Every entry must be duplicated precisely as written.

⁂

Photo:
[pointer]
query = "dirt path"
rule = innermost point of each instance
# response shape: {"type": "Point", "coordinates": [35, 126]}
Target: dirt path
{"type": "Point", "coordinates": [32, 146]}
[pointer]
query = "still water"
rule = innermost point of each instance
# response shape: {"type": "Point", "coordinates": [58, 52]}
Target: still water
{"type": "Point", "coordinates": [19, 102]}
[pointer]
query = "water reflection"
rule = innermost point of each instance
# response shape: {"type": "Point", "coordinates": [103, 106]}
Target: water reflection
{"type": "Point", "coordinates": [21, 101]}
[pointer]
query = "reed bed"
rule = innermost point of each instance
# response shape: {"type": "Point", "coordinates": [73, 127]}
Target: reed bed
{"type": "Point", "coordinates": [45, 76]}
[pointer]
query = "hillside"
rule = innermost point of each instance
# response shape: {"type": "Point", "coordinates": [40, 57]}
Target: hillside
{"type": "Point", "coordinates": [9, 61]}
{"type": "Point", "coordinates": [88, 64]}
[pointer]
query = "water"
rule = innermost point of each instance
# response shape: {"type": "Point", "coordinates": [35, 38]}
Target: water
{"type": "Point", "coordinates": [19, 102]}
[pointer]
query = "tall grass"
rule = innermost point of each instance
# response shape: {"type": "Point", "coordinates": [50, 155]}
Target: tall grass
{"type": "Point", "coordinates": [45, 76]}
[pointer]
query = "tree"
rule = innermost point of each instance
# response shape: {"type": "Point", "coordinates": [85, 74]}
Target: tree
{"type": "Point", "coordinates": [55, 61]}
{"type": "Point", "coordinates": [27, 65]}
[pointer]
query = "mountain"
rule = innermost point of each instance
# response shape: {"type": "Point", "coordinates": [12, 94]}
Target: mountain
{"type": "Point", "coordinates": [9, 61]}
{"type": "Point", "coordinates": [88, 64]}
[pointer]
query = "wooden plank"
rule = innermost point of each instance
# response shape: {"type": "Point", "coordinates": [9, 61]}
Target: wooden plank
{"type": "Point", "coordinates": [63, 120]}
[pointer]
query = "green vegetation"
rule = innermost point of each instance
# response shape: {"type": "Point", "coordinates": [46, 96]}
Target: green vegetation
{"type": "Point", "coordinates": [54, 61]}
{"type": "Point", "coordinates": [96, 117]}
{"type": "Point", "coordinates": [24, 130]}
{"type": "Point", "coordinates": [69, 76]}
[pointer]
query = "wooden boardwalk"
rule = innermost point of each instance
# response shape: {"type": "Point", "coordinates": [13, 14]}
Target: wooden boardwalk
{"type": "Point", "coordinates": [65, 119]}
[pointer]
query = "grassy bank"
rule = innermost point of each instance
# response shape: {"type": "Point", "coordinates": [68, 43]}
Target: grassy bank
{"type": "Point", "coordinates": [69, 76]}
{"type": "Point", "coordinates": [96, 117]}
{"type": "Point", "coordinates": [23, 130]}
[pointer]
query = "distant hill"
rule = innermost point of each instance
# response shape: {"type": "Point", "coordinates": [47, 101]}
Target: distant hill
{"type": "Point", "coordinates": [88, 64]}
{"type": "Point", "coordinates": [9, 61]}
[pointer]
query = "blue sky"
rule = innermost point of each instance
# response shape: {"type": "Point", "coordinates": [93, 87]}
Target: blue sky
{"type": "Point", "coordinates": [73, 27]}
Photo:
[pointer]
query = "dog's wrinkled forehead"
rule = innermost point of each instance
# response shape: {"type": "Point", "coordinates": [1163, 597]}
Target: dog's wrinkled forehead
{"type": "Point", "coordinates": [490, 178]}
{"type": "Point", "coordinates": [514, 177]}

⁂

== FINAL ANSWER ==
Photo:
[pointer]
query = "dirt path"
rule = innermost point of each instance
# response shape: {"type": "Point", "coordinates": [35, 126]}
Target: dirt path
{"type": "Point", "coordinates": [32, 146]}
[pointer]
query = "still water"
rule = innermost point of each instance
# response shape: {"type": "Point", "coordinates": [58, 52]}
Target: still water
{"type": "Point", "coordinates": [19, 102]}
[pointer]
query = "water reflection"
rule = innermost point of each instance
# response shape: {"type": "Point", "coordinates": [103, 106]}
Target: water reflection
{"type": "Point", "coordinates": [21, 101]}
[pointer]
query = "reed bed"
rule = innermost point of each instance
# response shape: {"type": "Point", "coordinates": [73, 127]}
Target: reed bed
{"type": "Point", "coordinates": [45, 76]}
[pointer]
query = "hillside"
rule = innermost point of each instance
# response shape: {"type": "Point", "coordinates": [40, 57]}
Target: hillside
{"type": "Point", "coordinates": [9, 61]}
{"type": "Point", "coordinates": [88, 64]}
[pointer]
query = "water"
rule = innermost point of each instance
# response shape: {"type": "Point", "coordinates": [35, 38]}
Target: water
{"type": "Point", "coordinates": [19, 102]}
[pointer]
query = "tall grass"
rule = innermost point of each instance
# response shape: {"type": "Point", "coordinates": [50, 155]}
Target: tall grass
{"type": "Point", "coordinates": [45, 76]}
[pointer]
query = "tree"
rule = innermost point of each instance
# response shape: {"type": "Point", "coordinates": [85, 74]}
Target: tree
{"type": "Point", "coordinates": [55, 61]}
{"type": "Point", "coordinates": [27, 65]}
[pointer]
query = "mountain"
rule = innermost point of each instance
# response shape: {"type": "Point", "coordinates": [12, 94]}
Target: mountain
{"type": "Point", "coordinates": [9, 61]}
{"type": "Point", "coordinates": [88, 64]}
[pointer]
query = "wooden plank"
rule = innermost point of each instance
# response shape: {"type": "Point", "coordinates": [9, 61]}
Target: wooden plank
{"type": "Point", "coordinates": [63, 120]}
[pointer]
query = "green vegetation"
rule = innermost point of each instance
# response shape: {"type": "Point", "coordinates": [46, 96]}
Target: green vegetation
{"type": "Point", "coordinates": [54, 61]}
{"type": "Point", "coordinates": [96, 117]}
{"type": "Point", "coordinates": [24, 130]}
{"type": "Point", "coordinates": [69, 76]}
[pointer]
query = "wooden boardwalk"
rule = innermost point of each instance
# response shape: {"type": "Point", "coordinates": [13, 14]}
Target: wooden boardwalk
{"type": "Point", "coordinates": [65, 119]}
[pointer]
query = "grassy bank"
rule = innermost point of each instance
# response shape: {"type": "Point", "coordinates": [68, 43]}
Target: grassy bank
{"type": "Point", "coordinates": [69, 76]}
{"type": "Point", "coordinates": [96, 117]}
{"type": "Point", "coordinates": [23, 130]}
[pointer]
query = "distant hill"
rule = innermost point of each instance
# response shape: {"type": "Point", "coordinates": [47, 101]}
Target: distant hill
{"type": "Point", "coordinates": [88, 64]}
{"type": "Point", "coordinates": [9, 61]}
[pointer]
query = "blue sky"
rule = innermost point of each instance
# response shape: {"type": "Point", "coordinates": [93, 87]}
Target: blue sky
{"type": "Point", "coordinates": [73, 27]}
Photo:
[pointer]
query = "dog's wrinkled forehead"
rule = innermost point of each instance
# response shape: {"type": "Point", "coordinates": [1163, 597]}
Target: dog's wrinkled forehead
{"type": "Point", "coordinates": [490, 178]}
{"type": "Point", "coordinates": [514, 177]}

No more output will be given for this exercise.